(Collected data entries)

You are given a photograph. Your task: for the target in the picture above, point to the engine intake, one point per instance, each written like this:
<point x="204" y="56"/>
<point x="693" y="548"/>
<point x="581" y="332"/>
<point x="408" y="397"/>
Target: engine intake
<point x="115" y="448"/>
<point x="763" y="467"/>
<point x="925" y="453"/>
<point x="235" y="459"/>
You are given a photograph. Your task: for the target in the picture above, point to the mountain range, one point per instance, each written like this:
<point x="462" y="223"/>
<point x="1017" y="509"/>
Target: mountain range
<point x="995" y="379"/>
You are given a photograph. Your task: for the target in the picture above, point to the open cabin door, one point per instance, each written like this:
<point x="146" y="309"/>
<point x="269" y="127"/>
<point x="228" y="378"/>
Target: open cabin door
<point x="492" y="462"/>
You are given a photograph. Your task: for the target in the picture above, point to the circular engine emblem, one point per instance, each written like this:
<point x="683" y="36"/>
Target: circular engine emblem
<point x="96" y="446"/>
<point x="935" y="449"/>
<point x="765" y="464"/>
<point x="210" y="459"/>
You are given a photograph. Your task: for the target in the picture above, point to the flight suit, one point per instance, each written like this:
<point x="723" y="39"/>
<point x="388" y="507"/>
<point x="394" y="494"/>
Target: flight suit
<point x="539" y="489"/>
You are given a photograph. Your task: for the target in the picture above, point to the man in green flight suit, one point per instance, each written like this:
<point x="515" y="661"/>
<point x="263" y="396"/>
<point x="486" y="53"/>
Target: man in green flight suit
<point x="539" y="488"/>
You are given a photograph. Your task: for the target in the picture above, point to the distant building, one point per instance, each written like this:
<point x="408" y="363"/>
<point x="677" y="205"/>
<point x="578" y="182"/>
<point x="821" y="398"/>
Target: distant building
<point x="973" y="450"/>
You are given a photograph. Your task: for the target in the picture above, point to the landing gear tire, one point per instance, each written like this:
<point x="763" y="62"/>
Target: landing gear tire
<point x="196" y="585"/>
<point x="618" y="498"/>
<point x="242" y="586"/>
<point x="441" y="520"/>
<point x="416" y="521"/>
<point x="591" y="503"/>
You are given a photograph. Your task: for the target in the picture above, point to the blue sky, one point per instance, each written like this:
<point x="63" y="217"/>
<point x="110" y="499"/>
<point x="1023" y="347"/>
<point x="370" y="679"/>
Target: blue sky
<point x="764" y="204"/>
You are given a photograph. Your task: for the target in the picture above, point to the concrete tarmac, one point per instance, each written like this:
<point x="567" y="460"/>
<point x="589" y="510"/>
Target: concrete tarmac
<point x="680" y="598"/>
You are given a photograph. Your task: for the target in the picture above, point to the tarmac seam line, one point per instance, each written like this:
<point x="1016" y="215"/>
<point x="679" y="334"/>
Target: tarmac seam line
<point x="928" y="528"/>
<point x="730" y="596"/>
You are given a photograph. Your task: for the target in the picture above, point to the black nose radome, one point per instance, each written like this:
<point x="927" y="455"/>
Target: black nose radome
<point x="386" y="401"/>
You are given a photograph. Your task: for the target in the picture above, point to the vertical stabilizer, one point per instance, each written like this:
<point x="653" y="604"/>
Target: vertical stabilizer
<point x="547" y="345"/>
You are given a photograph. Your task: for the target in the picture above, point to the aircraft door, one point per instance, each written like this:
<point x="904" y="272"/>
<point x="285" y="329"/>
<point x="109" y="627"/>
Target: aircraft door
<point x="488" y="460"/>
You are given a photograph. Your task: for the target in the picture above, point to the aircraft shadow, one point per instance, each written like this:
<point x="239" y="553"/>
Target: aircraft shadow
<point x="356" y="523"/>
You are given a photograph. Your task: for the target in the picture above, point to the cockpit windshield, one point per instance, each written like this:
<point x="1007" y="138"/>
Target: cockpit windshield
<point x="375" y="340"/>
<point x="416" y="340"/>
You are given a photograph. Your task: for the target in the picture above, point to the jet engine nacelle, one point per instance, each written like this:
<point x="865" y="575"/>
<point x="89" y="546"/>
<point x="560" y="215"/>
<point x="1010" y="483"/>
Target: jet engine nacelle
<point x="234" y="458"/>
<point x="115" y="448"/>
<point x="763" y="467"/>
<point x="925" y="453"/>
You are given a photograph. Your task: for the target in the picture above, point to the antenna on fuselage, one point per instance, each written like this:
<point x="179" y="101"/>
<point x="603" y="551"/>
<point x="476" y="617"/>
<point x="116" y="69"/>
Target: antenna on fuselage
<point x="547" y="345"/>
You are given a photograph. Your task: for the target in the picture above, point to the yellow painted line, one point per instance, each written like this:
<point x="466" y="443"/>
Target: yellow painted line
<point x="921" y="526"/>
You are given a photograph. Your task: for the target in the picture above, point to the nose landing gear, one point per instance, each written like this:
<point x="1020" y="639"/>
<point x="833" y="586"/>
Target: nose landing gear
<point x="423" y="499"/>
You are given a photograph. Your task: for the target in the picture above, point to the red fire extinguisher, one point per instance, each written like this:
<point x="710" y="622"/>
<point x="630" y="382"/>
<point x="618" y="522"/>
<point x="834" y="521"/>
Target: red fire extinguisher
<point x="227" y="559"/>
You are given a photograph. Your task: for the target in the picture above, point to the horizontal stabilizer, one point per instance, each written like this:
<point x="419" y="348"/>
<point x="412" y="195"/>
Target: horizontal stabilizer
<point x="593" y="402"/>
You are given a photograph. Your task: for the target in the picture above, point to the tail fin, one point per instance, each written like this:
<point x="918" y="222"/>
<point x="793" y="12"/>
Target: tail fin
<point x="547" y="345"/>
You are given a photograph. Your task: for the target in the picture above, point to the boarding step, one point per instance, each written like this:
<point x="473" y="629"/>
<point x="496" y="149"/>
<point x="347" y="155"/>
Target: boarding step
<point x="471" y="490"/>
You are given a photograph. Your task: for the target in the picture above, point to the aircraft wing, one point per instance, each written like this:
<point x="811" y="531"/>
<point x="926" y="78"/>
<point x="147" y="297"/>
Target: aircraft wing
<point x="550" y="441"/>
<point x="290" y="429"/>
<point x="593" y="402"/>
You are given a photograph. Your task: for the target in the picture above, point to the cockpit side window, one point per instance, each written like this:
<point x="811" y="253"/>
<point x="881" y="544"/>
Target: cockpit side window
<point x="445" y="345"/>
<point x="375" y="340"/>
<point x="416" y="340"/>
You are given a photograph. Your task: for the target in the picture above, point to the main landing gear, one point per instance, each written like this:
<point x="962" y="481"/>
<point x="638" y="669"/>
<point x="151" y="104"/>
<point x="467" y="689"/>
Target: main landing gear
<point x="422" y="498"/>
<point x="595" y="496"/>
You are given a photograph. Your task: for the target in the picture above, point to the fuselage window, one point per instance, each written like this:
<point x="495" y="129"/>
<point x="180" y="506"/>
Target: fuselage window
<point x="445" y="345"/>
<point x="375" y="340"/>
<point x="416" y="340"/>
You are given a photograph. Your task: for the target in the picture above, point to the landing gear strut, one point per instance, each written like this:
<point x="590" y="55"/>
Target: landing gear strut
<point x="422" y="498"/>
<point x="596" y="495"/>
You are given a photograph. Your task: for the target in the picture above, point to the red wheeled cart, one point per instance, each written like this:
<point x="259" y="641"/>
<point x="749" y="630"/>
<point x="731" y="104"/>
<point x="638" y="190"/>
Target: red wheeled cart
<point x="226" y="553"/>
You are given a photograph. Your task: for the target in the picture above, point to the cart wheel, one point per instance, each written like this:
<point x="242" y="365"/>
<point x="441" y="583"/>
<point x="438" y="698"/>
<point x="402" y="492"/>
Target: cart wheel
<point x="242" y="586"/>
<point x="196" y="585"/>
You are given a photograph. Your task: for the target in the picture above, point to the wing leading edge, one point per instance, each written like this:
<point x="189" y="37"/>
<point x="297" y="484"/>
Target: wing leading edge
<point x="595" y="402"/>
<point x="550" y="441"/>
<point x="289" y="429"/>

# WHAT TO WORK ON
Take the line holding "to the cart" and all lines after it through the end of the data, and set them down exactly.

# TASK OUTPUT
You are given a photograph. Your task: for the target in the picture above, point to the cart wheel, one point per instance, each written like this:
<point x="242" y="365"/>
<point x="441" y="583"/>
<point x="438" y="698"/>
<point x="402" y="492"/>
Target: cart wheel
<point x="242" y="586"/>
<point x="196" y="585"/>
You are given a photograph. Your task: for the target in the picture above, point to the wing leading edge, one point per instance, each written like this:
<point x="189" y="37"/>
<point x="297" y="484"/>
Target: wing leading edge
<point x="595" y="402"/>
<point x="550" y="441"/>
<point x="289" y="429"/>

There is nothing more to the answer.